• _The problem_
The full set of entries below is to be returned unchanged.

== Data ==

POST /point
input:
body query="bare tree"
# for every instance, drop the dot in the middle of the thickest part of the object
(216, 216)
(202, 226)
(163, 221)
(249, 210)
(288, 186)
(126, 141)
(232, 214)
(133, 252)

===

• _Your response_
POST /point
input:
body query="bare tree"
# for every instance, drop the dot in the middle of the thickest part of the object
(216, 216)
(202, 226)
(163, 221)
(249, 210)
(288, 186)
(126, 141)
(232, 214)
(133, 252)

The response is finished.